• _Written request_: Copy the listing from its start through the line containing "left=0, top=0, right=282, bottom=95", renaming "bounding box" to "box outline" and keeping everything else unchanged.

Bounding box annotation listing
----

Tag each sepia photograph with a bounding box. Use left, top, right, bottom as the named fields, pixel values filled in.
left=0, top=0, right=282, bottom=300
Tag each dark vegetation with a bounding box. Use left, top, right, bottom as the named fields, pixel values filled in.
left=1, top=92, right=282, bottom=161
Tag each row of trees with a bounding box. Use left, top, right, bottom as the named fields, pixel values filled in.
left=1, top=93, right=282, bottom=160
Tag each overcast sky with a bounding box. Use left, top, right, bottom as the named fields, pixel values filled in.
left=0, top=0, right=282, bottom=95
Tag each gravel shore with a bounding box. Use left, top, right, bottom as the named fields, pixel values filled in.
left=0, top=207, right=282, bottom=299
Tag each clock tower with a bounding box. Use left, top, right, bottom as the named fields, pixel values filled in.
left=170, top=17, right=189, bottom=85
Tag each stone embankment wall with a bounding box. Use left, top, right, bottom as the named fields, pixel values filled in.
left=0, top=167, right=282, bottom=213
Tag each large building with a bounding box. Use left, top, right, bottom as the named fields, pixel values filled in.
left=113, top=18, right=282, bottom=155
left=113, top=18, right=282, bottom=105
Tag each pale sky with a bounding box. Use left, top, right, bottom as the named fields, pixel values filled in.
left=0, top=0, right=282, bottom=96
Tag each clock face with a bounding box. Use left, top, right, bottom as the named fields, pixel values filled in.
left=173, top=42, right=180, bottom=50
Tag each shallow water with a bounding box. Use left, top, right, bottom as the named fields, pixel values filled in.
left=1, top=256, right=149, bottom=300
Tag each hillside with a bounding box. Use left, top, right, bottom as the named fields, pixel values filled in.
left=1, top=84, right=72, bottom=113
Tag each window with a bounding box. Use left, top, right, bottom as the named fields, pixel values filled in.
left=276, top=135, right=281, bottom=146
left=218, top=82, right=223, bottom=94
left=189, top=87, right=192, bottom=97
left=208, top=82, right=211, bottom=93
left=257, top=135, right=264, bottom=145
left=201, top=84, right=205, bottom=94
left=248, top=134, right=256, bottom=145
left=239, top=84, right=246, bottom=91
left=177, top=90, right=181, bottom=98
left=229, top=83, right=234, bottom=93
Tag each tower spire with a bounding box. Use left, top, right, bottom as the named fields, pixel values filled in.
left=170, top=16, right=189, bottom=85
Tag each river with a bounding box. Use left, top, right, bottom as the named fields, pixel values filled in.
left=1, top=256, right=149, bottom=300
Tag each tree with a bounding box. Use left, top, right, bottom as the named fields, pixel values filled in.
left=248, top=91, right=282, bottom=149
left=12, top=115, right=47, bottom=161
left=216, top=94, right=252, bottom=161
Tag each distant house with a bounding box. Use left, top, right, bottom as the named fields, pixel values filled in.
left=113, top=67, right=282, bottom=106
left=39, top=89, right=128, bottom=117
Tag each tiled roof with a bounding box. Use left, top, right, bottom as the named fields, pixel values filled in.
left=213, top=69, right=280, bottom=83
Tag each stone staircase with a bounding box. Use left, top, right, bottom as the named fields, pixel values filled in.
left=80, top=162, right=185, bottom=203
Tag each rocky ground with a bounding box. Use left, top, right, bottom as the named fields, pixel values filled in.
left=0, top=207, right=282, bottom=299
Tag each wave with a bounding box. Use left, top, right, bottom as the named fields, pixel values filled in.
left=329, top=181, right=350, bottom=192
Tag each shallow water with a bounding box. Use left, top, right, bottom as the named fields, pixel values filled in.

----

• _Result of this exercise_:
Tag each sepia photograph with a box outline. Use left, top, right, bottom as the named fields, pixel values filled in.
left=0, top=0, right=282, bottom=300
Tag each dark vegetation with a box outline. Use left, top, right, bottom as the named fields, pixel values filled in.
left=1, top=92, right=282, bottom=161
Tag each row of trees with a box outline. Use left, top, right, bottom as the named fields, pixel values filled in.
left=1, top=93, right=282, bottom=160
Tag each overcast sky with a box outline. Use left, top, right, bottom as the named fields, pixel values filled in.
left=0, top=0, right=282, bottom=95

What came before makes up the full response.